● TEXTABSCHNITT
----------

Im selben Jahr kamen die ersten Rollstuhlbasketballer nach Elxleben. Lessmann war sofort fasziniert von diesem Sport, der gern als paralympische Sportart Nummer Eins beschrieben wird, weil er sich vom "normalen" Basketball (fast) nur durch den Rollstuhl unterscheidet. "Rollercoaster-Basketball" witzeln die Sportler manchmal selbst darüber, wenn sie Fußgängern ihren Sport erklären. Für Lessmann jedenfalls wurde dieser Sport bald zu einer Herzensangelegenheit und so dauerte es nicht lange, bis er das 2009 gegründete Oettinger RSB Team Thüringen e.V. selbst managte. Und auch hier zeigte sich; was Lutz Lessman anfasst, verwandelt sich zu Gold.

----------

● DATENAUSZUG
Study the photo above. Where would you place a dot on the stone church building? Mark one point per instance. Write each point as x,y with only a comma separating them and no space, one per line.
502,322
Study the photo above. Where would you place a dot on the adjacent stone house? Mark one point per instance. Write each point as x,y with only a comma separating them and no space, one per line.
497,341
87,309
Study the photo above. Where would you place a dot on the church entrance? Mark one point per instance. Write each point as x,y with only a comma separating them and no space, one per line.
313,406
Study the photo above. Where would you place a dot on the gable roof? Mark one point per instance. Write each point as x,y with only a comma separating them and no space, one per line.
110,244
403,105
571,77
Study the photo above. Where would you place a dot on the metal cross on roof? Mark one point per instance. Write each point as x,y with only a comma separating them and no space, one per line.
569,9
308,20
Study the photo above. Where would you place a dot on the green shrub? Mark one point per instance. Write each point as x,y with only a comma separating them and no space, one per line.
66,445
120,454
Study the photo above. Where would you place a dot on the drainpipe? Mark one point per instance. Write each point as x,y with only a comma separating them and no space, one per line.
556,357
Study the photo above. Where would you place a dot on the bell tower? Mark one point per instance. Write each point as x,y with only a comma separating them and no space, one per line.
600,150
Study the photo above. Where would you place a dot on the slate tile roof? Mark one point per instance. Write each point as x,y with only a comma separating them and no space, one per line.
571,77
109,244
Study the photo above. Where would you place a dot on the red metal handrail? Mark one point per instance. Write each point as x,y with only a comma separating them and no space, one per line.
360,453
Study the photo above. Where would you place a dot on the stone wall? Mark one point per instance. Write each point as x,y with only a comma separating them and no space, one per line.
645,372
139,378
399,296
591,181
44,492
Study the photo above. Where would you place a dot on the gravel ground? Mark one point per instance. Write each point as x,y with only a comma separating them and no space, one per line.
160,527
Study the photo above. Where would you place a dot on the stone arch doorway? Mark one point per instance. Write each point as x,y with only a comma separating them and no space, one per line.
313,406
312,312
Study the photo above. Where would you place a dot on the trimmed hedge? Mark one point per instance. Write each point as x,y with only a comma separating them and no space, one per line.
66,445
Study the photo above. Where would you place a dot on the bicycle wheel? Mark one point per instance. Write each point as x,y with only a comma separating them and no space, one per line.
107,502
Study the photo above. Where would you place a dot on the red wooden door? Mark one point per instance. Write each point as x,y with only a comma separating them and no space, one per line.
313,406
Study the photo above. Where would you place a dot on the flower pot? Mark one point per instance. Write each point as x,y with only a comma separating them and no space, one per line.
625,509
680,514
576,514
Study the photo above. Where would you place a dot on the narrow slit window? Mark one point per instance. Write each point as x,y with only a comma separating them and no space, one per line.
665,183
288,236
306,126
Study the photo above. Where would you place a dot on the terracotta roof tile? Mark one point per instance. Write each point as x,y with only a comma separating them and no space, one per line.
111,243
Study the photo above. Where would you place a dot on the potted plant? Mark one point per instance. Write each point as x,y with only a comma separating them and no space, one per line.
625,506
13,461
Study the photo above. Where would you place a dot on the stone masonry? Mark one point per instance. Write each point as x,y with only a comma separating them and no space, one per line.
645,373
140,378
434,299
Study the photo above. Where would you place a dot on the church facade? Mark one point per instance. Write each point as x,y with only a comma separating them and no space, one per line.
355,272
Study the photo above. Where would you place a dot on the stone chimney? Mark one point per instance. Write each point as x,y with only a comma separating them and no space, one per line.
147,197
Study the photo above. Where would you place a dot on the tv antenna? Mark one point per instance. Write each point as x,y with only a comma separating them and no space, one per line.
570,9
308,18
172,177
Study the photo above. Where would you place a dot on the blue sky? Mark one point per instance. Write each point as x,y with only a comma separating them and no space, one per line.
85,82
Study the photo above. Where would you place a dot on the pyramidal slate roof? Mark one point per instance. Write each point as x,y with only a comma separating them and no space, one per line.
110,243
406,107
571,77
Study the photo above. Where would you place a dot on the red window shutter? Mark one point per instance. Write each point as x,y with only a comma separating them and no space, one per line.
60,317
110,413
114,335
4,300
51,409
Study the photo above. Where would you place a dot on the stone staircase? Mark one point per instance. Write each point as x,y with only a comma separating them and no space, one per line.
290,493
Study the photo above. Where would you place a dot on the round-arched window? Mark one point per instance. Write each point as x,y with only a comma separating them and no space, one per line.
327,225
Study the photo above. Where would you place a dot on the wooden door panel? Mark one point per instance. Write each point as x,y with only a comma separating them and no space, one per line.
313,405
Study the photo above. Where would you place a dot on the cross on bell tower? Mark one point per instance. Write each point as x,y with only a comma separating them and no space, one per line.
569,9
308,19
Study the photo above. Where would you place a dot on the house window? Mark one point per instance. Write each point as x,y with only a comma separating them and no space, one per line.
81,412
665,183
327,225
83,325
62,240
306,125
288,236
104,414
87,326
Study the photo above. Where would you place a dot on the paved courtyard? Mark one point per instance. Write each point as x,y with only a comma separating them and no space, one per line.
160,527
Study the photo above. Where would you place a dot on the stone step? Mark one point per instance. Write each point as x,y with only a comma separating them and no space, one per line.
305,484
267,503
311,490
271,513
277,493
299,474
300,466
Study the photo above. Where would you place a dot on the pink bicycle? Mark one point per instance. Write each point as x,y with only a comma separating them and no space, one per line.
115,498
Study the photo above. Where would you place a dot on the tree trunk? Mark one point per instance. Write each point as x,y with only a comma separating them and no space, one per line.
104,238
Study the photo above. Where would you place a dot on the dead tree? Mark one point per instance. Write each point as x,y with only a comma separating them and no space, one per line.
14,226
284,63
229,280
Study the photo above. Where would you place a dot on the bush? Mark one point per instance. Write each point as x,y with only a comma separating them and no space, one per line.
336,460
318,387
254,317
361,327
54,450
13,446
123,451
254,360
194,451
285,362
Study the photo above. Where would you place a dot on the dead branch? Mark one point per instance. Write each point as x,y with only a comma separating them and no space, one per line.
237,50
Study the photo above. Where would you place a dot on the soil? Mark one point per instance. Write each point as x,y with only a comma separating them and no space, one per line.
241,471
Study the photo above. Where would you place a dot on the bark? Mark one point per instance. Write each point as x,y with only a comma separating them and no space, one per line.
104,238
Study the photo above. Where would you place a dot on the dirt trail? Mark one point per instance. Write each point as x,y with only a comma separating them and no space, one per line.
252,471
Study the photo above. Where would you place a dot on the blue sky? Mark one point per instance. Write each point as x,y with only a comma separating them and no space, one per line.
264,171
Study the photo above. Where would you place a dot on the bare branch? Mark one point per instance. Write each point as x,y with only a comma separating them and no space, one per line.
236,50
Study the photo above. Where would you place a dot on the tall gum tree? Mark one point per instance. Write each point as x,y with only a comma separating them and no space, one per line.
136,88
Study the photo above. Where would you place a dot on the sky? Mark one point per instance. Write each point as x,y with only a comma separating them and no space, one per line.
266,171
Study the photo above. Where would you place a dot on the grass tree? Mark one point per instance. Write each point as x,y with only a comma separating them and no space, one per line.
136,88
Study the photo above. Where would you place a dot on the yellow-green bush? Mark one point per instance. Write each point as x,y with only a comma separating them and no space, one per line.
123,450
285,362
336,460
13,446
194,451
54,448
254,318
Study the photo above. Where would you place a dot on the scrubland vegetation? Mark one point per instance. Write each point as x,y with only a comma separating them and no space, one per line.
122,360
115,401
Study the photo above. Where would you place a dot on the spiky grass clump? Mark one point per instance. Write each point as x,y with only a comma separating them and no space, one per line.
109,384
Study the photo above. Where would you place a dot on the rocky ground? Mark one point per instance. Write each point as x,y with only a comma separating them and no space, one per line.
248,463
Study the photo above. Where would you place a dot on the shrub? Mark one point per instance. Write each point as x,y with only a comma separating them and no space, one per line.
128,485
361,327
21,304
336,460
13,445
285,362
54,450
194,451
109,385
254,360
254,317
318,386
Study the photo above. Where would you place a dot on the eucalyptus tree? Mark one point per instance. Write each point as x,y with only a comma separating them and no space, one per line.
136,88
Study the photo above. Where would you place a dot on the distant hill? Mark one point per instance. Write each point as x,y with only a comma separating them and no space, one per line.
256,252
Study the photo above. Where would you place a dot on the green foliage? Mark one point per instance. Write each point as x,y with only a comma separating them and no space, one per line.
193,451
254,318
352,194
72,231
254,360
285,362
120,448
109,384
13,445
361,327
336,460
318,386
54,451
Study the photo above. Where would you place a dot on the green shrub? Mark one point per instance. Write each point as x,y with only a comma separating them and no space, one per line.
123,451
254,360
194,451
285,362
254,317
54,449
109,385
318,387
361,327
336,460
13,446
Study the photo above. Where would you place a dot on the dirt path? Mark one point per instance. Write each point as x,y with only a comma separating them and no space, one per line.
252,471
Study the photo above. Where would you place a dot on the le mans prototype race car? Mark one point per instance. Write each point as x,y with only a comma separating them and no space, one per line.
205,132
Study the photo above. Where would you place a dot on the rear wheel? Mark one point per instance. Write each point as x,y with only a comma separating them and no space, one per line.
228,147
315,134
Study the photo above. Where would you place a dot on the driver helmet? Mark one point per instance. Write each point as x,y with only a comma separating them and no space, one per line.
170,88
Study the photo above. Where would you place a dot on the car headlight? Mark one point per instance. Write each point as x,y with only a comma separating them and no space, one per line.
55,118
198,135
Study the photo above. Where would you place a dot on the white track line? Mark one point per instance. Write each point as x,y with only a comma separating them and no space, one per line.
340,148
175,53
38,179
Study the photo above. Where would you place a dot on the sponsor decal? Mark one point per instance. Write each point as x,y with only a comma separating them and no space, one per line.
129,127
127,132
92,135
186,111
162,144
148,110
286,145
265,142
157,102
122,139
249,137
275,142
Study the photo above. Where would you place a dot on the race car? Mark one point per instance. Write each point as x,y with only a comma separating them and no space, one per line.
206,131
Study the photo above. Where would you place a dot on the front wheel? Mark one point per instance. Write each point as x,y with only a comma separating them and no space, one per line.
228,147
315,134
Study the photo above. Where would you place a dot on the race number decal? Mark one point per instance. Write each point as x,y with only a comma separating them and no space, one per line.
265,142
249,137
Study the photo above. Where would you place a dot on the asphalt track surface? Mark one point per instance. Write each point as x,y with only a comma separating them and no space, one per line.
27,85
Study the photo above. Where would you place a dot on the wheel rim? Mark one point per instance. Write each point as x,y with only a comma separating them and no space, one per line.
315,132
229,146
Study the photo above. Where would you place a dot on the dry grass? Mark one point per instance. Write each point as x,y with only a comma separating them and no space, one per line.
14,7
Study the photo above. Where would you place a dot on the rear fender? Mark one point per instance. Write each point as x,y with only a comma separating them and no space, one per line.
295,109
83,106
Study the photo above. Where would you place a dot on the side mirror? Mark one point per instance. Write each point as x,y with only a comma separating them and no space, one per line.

----------

● ZIEL DER AUFGABE
Beantworten Sie zum Textabschnitt über Rollstuhlbasketball diese Fragen:
1. Wohin kamen im selben Jahr die ersten Rollstuhlbasketballer?
2. Wodurch unterscheidet sich dieser Sport laut Text vom „normalen“ Basketball?
3. In welchem Jahr wurde das Oettinger RSB Team Thüringen e.V. gegründet?

● SCHRIFTLICHE LÖSUNG
1. Die ersten Rollstuhlbasketballer kamen nach Elxleben.
2. Er unterscheidet sich (fast) nur durch den Rollstuhl.
3. Das Team wurde 2009 gegründet.